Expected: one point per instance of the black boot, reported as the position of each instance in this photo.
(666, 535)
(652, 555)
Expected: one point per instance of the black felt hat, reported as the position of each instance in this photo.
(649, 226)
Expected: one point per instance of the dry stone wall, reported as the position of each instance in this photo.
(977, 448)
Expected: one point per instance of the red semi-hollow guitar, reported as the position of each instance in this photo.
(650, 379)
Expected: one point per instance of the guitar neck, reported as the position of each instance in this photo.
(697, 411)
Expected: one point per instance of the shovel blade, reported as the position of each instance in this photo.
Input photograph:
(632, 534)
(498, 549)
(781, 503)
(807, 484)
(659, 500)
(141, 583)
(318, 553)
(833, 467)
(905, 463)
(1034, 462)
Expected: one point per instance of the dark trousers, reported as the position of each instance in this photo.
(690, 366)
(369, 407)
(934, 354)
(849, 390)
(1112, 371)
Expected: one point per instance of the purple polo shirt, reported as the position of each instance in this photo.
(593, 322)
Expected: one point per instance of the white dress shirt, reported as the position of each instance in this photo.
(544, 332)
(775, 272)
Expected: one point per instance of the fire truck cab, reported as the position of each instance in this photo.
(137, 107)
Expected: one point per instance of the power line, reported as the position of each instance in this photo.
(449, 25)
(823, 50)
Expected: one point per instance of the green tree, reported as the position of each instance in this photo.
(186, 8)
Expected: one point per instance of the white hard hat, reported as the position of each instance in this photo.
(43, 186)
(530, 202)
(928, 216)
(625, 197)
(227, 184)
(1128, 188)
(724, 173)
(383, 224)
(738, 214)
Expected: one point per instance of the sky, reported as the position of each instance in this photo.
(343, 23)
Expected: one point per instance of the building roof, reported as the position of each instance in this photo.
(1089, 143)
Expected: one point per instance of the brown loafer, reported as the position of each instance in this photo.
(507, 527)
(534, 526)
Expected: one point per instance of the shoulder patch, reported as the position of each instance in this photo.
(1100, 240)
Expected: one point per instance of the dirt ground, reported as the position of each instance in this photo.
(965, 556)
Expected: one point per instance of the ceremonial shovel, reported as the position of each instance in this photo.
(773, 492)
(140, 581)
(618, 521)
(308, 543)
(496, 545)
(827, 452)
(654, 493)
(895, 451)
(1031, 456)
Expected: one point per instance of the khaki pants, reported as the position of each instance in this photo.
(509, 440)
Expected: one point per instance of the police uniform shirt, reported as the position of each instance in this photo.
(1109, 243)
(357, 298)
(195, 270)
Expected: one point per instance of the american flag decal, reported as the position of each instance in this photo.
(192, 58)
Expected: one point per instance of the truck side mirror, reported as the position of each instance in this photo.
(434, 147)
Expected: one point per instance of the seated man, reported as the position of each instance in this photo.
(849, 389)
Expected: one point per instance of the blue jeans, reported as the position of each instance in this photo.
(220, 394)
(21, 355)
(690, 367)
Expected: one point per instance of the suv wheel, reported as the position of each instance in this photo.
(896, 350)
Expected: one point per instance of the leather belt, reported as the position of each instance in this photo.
+---+
- Task
Faithfully reproduce all of the records, character for character.

- Exercise solution
Expected: one point per instance of the black boot, reported as the position of each instance in this photo.
(666, 535)
(652, 555)
Expected: one point per instance of the black felt hat, reported as the position of each instance in this photo.
(649, 226)
Expected: one point per instance of the dry stone wall, reported as the position of each instance in this photo.
(977, 448)
Expected: one point per instance of the red semi-hollow guitar, reported as the position of each instance in this photo.
(650, 379)
Expected: one point per instance of the guitar neck, reported as the position of each instance in this photo.
(697, 411)
Expected: one point per instance of the shovel blade, reported as the position of each instance in this photo.
Input photograph:
(632, 534)
(498, 549)
(781, 503)
(807, 484)
(659, 500)
(141, 583)
(318, 553)
(833, 467)
(905, 463)
(1034, 462)
Expected: one point per instance of the dark trousers, reported as the position of each instance in this photo.
(690, 366)
(369, 407)
(934, 354)
(849, 390)
(1112, 371)
Expected: one point per instance of the purple polo shirt, reported as the position of each instance in this photo.
(593, 322)
Expected: one point per instance of the white dress shirt, reported as the position of each instance in this photo.
(544, 332)
(775, 272)
Expected: one point per instance of the fire truck cab, reported as the position of each instance in this photo.
(137, 107)
Expected: one point per instance of the power line, reported as the position of each instance in this photo.
(449, 25)
(823, 50)
Expected: one point per instance of the green tree, reported as the position of each instance in this photo.
(186, 8)
Expected: one point per instance of the white hard hat, reported as the position of each instance in this photo.
(43, 186)
(530, 202)
(928, 216)
(625, 197)
(227, 184)
(1128, 188)
(724, 173)
(383, 224)
(738, 214)
Expected: one point per instance of the sky, reported as the position of each instance in this photo.
(343, 23)
Expected: one point per instance of the building roof, reported as the position of each instance in this photo.
(1089, 143)
Expected: one point per instance of the brown loafer, reported as the position of each instance in this photo.
(507, 527)
(534, 526)
Expected: one point per instance of the shoulder patch, reported as the position of each instance in this photo.
(1100, 240)
Expected: one point per instance of the dirt ground, reported as the position of each instance in this photo.
(965, 556)
Expected: one point per instance of the ceremonial shovel, reported as the position of each instance in this photo.
(773, 492)
(140, 581)
(618, 521)
(308, 543)
(496, 545)
(827, 452)
(654, 493)
(895, 451)
(1031, 456)
Expected: one point per instance of the khaki pants, reported as the position of each instance in this photo.
(509, 440)
Expected: one point per instance of the police uniform shirt, reported as the position of each instance in this photo.
(1109, 243)
(357, 298)
(195, 270)
Expected: one point per instance of the american flag decal, reported as the position of each instance in this photo.
(192, 58)
Expected: one point per instance of the truck side mirror, reported as the position of each instance in this photo.
(434, 147)
Expected: one point per instance of the seated man, reported as the position of each instance in this photo.
(849, 389)
Expected: one point per instance of the blue jeans, reported as the position of each instance in this photo.
(220, 394)
(21, 355)
(690, 367)
Expected: one point per instance of the suv wheel, reported as the position of each instance in this photo.
(896, 350)
Expected: one point per instance of the leather belt, reported as the position of each instance in this photo.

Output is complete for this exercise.